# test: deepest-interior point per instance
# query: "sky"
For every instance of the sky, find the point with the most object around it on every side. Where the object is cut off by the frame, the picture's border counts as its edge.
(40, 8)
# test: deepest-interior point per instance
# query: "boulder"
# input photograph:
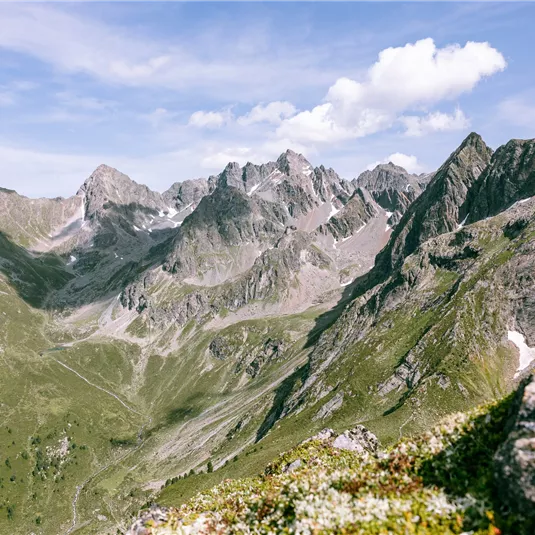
◇ ◇ ◇ ◇
→ Exercise aim
Convert the entries above into a Markdown table with columns "Line No" and "Text", giving each non-blank line its own numbered row. Leave the pictures out.

→ The answer
| Line No | Text |
|---|---|
| 1 | # test: deepest-interior point per instance |
| 2 | # query: "sky" |
| 3 | For every instance of the sky, find the point with the most object around it on every side. Where the object is cut off by the frame, the picture's border counts as its edge. |
| 4 | (40, 8) |
| 5 | # test: deepest-interior point per instance |
| 6 | # query: "boulder" |
| 7 | # input photograph: |